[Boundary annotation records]

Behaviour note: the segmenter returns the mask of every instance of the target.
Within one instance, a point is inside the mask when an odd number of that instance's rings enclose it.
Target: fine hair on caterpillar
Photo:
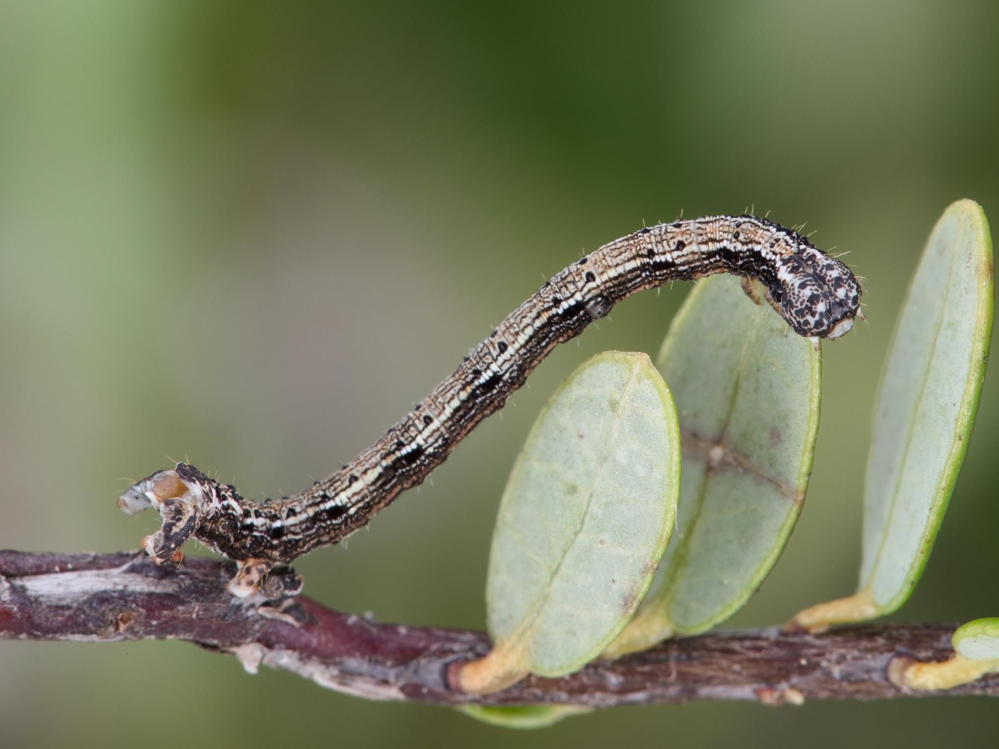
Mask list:
[[[118,500],[163,518],[143,547],[157,563],[194,537],[240,563],[230,584],[257,591],[270,567],[364,526],[423,481],[475,426],[500,409],[558,344],[578,336],[632,294],[717,273],[758,281],[766,301],[799,336],[844,336],[860,316],[860,287],[838,259],[806,237],[754,216],[713,216],[646,227],[615,240],[546,281],[465,358],[458,370],[375,444],[305,491],[254,502],[192,465],[153,473]],[[862,317],[862,316],[860,316]]]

▶ _WHAT IS EXPECTED_
Extract every line of the records above verbatim, leaving out the pictures.

▶ _EXERCISE SOLUTION_
Behaviour note: the segmenter returns the mask of every instance of the target.
Within one instance, a point is inside the mask when an odd number of that instance's rings enclose it.
Target: fine hair on caterpillar
Photo:
Mask list:
[[[118,500],[163,518],[143,547],[157,563],[194,537],[240,563],[230,584],[257,591],[270,567],[364,526],[423,481],[475,426],[500,409],[558,344],[578,336],[632,294],[717,273],[758,281],[766,301],[799,336],[844,336],[860,316],[860,287],[838,259],[806,237],[754,216],[713,216],[646,227],[615,240],[546,281],[465,358],[458,370],[375,444],[305,491],[254,502],[192,465],[153,473]],[[862,317],[862,316],[860,316]]]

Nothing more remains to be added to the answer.